* **ИСХОДНЫЙ ТЕКСТ**

########

Халатная жизнь — страница 19 из 98

Потом в мою сторону:

– Конечно, многое, что пишется в литературном варианте, уйдет на второй план, станет более лаконичным, что-то уйдет на третий план, что-то вообще, потому что я все равно знаю, что материал нужно как-то ужимать…

Он остановился, казалось, потерял ход мыслей. Это было мучительно для всех. И потом уже – на вскрик:

– Я хочу только, чтобы был зафиксирован последний вопль души: дайте мне возможность скорее работать, иначе я дисквалифицируюсь как режиссер! Я не знаю, как буду проводить пробы, как буду ставить камеру. Я хочу заняться своей непосредственной режиссерской работой. …Больше я не буду вдаваться ни в какие подробности. Короче говоря, я благодарен еще раз художественному совету и умоляю: помогите, чтобы начались съемки… Я уже теряю силы!

Этот крик стоит у меня в ушах. Теперь, вспоминая, пробую спроецировать его слова в будущее, заглянуть в трагедию ранней смерти Тарковского, вспомнить, как мучительно и медленно он угасал, до последней минуты не прекращая съемок нового фильма. Уже совсем обессиленного, его привозили из больницы, делали обезболивающие уколы, и он продолжал работу. Так ведут себя художники, одержимые собственным талантом, для которых дар заполняет все их существование, даже тогда, когда физическая оболочка уже истончена и разрушена.

А дух остался. Так умирал в Париже и Рудольф Нуреев, привозимый в коляске в Grand Opera на репетицию балета Стравинского. Сродни этому и смерть Андрея Миронова, Олега Даля.

А тогда, 3 октября 1963 года, сценарий был утвержден «в основе» с обязательством «доработать» на стадии режиссерского варианта «в духе высказанных замечаний». Думаю, что ощущение, охватившее всех нас после заключительных слов Тарковского, заставило чиновников пойти на эти уступки.

Да… в случае с Тарковским объединение одержало победу. Но какой ценой? «Андрей Рублев» выйдет в прокат, искромсанный цензурой, много позже. По ходу продвижения картины на экран Тарковский переживет не одну тяжелую депрессию, которая скажется на всей его дальнейшей работе и в России, и за рубежом. В России он снимет пять картин высочайшего художественного достоинства, каждая из которых несет следы трагического разлома души, восприятия автором творчества как мученичества. Одиночество и непонимание, длительные бесцельные простои после каждой новой картины приведут Тарковского к решению покинуть Россию.

########

* **ЦЕЛЬ ЗАДАНИЯ 1**
Какого числа был утвержден сценарий, согласно тексту о Тарковском?
* **ЦЕЛЬ ЗАДАНИЯ 2**
Переведите на английский язык предложение из текста о Тарковском: «Этот крик стоит у меня в ушах.»
* **ЦЕЛЬ ЗАДАНИЯ 3**
Напишите продолжение воспоминаний о Тарковском, начиная сразу после их последнего предложения.

########

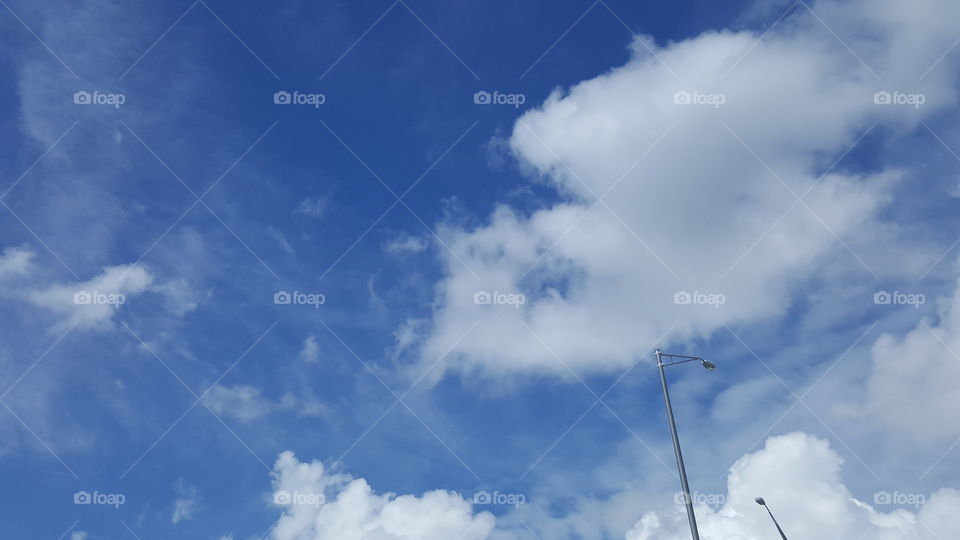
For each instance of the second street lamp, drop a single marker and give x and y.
(673, 429)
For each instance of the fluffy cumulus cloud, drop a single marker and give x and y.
(92, 303)
(799, 477)
(798, 474)
(319, 505)
(913, 389)
(679, 216)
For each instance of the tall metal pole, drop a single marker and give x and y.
(763, 503)
(687, 499)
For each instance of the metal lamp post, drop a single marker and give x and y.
(761, 502)
(687, 499)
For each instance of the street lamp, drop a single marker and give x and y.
(763, 503)
(673, 430)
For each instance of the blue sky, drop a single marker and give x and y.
(799, 202)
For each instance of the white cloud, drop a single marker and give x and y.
(180, 296)
(188, 502)
(912, 390)
(313, 206)
(310, 351)
(247, 404)
(337, 506)
(405, 244)
(15, 261)
(799, 477)
(281, 240)
(690, 202)
(92, 303)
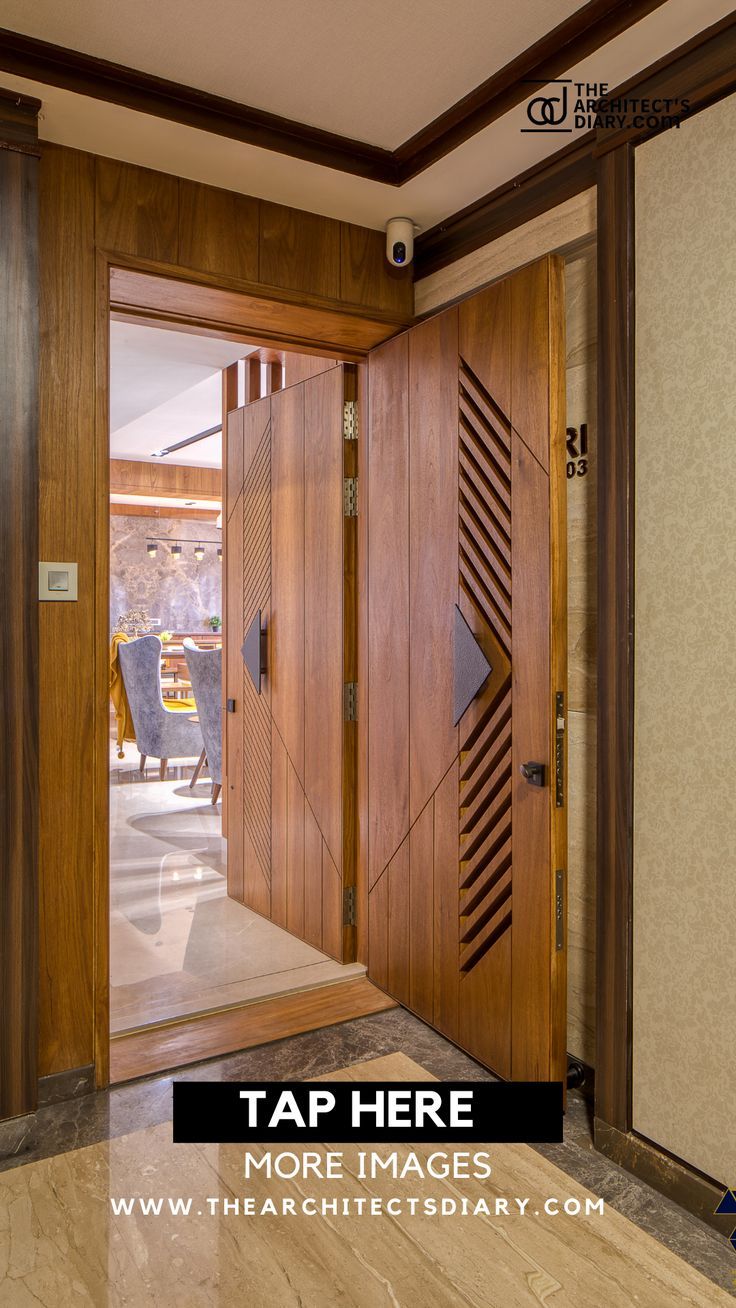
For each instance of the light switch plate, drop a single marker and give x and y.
(58, 581)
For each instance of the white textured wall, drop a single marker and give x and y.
(685, 641)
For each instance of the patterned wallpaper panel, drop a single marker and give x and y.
(182, 593)
(685, 624)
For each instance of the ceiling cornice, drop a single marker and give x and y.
(581, 34)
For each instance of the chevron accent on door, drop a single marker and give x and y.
(256, 597)
(485, 752)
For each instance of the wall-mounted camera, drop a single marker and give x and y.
(399, 241)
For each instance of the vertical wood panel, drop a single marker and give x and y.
(615, 646)
(218, 230)
(446, 935)
(67, 531)
(18, 638)
(313, 879)
(323, 604)
(530, 696)
(366, 277)
(294, 853)
(136, 211)
(433, 551)
(530, 349)
(421, 869)
(234, 631)
(279, 828)
(388, 604)
(400, 926)
(286, 644)
(300, 250)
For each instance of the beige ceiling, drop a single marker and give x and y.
(481, 164)
(347, 66)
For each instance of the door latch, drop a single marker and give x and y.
(534, 773)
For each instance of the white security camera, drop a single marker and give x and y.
(399, 241)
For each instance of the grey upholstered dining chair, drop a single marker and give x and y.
(205, 675)
(161, 733)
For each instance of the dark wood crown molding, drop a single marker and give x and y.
(578, 35)
(541, 187)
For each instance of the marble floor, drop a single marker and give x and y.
(63, 1243)
(131, 1126)
(178, 945)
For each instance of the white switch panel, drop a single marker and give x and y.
(56, 581)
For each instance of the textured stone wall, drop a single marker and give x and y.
(181, 593)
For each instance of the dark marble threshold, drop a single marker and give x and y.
(111, 1113)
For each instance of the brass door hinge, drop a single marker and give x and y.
(351, 420)
(351, 497)
(349, 905)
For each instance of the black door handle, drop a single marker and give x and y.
(534, 773)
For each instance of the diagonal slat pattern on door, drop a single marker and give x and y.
(485, 780)
(256, 595)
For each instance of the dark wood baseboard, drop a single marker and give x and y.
(66, 1084)
(671, 1176)
(217, 1033)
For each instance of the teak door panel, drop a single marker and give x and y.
(290, 820)
(466, 464)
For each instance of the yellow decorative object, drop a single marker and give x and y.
(123, 718)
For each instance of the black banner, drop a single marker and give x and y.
(327, 1112)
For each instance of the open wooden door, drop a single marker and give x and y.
(290, 661)
(466, 767)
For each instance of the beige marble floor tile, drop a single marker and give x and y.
(62, 1245)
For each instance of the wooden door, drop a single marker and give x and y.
(290, 750)
(466, 568)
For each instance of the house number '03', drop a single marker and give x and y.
(578, 450)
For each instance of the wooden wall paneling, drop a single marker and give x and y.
(294, 853)
(615, 649)
(323, 606)
(234, 675)
(300, 250)
(273, 315)
(218, 230)
(313, 878)
(167, 480)
(69, 501)
(366, 277)
(530, 381)
(400, 925)
(433, 553)
(446, 920)
(362, 671)
(18, 641)
(279, 828)
(331, 907)
(421, 913)
(298, 368)
(387, 670)
(286, 641)
(136, 211)
(531, 837)
(234, 459)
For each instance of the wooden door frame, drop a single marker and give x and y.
(701, 71)
(286, 321)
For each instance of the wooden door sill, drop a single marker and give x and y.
(190, 1040)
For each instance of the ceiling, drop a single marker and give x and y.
(374, 71)
(344, 66)
(164, 387)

########

* **ИТОГОВЫЙ ОТВЕТ 1**
3 октября 1963 года.

* **ИТОГОВЫЙ ОТВЕТ 2**
That cry still rings in my ears.

* **ИТОГОВЫЙ ОТВЕТ 3**
Андрон Кончаловский в книге «Возвышающий обман» предполагает, что Тарковский в силу природы его таланта, несовместимого с общепризнанным взглядом на искусство, несколько преувеличивал накал преследований.

«Ему казалось, – пишет Кончаловский, – что против него плетут заговоры, что ему планомерно мешают работать. Убежден, намеренного желания препятствовать ему в работе, во всяком случае в последние годы, не было. Просто сценарии, которые он предлагал вверху сидящим, казались им странными, заумными, непонятно о чем. В них не было социального протеста, способного их испугать. Андрей не был диссидентом. В своих картинах он был философ, человек из другой галактики».

Мне кажется, это не совсем так. Тарковский каждый раз загонял обиду внутрь, осознавая, что против него (его эстетики и таланта) ведется организованная кампания – его воображение в периоды бездействия усиливало трагическое состояние. Если человек этой силы воли, абсолютной жесткости, бескомпромиссности все же терпит издевательства над своей личностью, это не может остаться без последствий. Он мог снимать (рассказывают, но достоверно не установлено), как лошадей сбрасывают с колокольни Андроникова монастыря, как горят коровы, добиваясь исторической подлинности и достоверности.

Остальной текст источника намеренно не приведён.